Source document
◆ ◆ ◆ ◆ ◆ ◆ ◆

To conclude, we already have an arguably valid, if still rather rough idea of what the most cost-effective general-purpose future nanocomputer architectures over the coming century should look like. Most concretely, high-performance nanocomputers will generally be flattened slabs of densely-packed computing “material” (of limited thickness), consisting of 3-D locally-connected meshes of processors that include local memory and both traditional hardwired arithmetic-logic units and reconfigurable logic blocks, built from nano-scale, probably solid-state, electronic or electromechanical devices. The device technology and architecture must also support both mostly-reversible classical operation and fault-tolerant quantum algorithms, if it aspires to be universally maximally scalable.

Devices must be well-insulated from their environment, that is, designed to have a very high quantum quality factor (i.e., low relative decoherence rate) which allows their internal coding state to transition reversibly and coherently at a fast rate (thus, a high effective temperature) relative to the rate of undesired interactions between the coding state and the (probably cooler) thermal state of the machine’s physical structure. Even when an application does not need to use quantum superposition states, well-isolated, high-Q reversible operation remains particularly critical for general-purpose parallel computation, in order to maximize the effective computation rate and number of active processors per unit area enclosed, and thereby to minimize the communication delays in communication-limited parallel algorithms.

◆ ◆ ◆ ◆ ◆ ◆ ◆

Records
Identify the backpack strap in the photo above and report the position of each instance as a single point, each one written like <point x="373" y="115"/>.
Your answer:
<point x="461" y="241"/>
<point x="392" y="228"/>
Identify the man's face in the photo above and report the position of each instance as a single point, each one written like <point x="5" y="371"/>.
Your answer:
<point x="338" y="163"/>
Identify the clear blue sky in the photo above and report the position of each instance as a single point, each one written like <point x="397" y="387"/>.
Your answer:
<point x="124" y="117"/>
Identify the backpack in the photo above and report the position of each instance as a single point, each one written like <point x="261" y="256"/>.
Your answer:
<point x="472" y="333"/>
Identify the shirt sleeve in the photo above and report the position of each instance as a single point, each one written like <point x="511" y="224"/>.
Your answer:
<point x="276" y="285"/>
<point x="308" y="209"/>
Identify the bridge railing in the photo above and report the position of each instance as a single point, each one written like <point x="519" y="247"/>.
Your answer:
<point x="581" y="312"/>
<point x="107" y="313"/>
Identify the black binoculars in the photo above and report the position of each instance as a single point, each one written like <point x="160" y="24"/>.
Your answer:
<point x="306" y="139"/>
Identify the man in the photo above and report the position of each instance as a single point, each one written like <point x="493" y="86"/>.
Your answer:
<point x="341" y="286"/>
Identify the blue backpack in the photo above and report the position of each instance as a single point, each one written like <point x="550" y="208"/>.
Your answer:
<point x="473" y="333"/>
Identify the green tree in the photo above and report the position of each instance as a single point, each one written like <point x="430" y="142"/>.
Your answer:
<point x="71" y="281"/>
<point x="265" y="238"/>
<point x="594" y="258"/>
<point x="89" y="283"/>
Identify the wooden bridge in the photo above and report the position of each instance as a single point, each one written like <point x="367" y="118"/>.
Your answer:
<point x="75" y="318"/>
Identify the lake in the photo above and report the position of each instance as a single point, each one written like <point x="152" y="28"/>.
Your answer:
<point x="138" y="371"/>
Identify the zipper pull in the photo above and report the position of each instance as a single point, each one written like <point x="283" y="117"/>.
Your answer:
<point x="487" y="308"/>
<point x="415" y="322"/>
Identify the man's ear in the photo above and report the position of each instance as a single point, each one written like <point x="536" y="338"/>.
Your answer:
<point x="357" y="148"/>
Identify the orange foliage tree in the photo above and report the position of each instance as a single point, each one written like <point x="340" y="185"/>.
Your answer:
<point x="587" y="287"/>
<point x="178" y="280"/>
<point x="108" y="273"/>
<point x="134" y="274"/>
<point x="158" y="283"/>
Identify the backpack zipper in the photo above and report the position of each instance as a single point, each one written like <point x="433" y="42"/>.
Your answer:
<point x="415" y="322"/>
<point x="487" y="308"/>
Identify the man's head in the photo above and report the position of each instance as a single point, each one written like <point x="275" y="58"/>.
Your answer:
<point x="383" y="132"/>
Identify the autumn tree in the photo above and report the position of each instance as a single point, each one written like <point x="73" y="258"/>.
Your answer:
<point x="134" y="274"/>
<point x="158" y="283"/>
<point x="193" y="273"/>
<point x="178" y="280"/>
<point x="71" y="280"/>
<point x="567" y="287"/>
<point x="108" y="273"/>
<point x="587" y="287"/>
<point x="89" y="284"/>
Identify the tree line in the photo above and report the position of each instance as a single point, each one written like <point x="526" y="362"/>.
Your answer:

◆ ◆ ◆ ◆ ◆ ◆ ◆

Required actions
1) Output the lines of the entries as a Markdown table with the columns "No." and "Line", starting at the line that contains "Identify the man's ear" and ending at the last line of the entries. Number each row and leave out blank lines.
2) Continue the passage on future nanocomputer architectures from its last sentence.

Per-task outputs
1)
| No. | Line |
|---|---|
| 1 | Identify the man's ear in the photo above and report the position of each instance as a single point, each one written like <point x="536" y="338"/>. |
| 2 | Your answer: |
| 3 | <point x="357" y="148"/> |
| 4 | Identify the orange foliage tree in the photo above and report the position of each instance as a single point, each one written like <point x="340" y="185"/>. |
| 5 | Your answer: |
| 6 | <point x="587" y="287"/> |
| 7 | <point x="178" y="280"/> |
| 8 | <point x="108" y="273"/> |
| 9 | <point x="134" y="274"/> |
| 10 | <point x="158" y="283"/> |
| 11 | Identify the backpack zipper in the photo above and report the position of each instance as a single point, each one written like <point x="433" y="42"/>. |
| 12 | Your answer: |
| 13 | <point x="415" y="322"/> |
| 14 | <point x="487" y="308"/> |
| 15 | Identify the man's head in the photo above and report the position of each instance as a single point, each one written like <point x="275" y="58"/>. |
| 16 | Your answer: |
| 17 | <point x="383" y="132"/> |
| 18 | Identify the autumn tree in the photo above and report the position of each instance as a single point, each one written like <point x="73" y="258"/>. |
| 19 | Your answer: |
| 20 | <point x="134" y="274"/> |
| 21 | <point x="158" y="283"/> |
| 22 | <point x="193" y="273"/> |
| 23 | <point x="178" y="280"/> |
| 24 | <point x="71" y="280"/> |
| 25 | <point x="567" y="287"/> |
| 26 | <point x="108" y="273"/> |
| 27 | <point x="587" y="287"/> |
| 28 | <point x="89" y="284"/> |
| 29 | Identify the tree line in the photo above and report the position of each instance as a single point, each one written like <point x="526" y="362"/>. |
| 30 | Your answer: |

2)
In these parallel architectures, the processors will be kept synchronized with each other via local interactions. Meanwhile, free energy will be supplied, and waste heat removed, by active flows of energy and/or coolant material which pass perpendicularly through the computing slab, and which are recirculated back through the machine to be reused, after their entropy and the accompanying waste heat are deposited in some external reservoir.

The above vision, although it places a number of constraints on what nanocomputing will look like, still provides a lot of flexibility for device physicists to do creative engineering design and optimization of the specific device mechanisms to be used for logic, memory, interconnect, timing, energy transfer, and cooling, and it leaves a lot of room for computer engineers and computer scientists to come up with more efficient new processor organizations and programming models that recognize the need to support reversible and quantum, as well as parallel, modes of operation, and that respect fundamental physical constraints.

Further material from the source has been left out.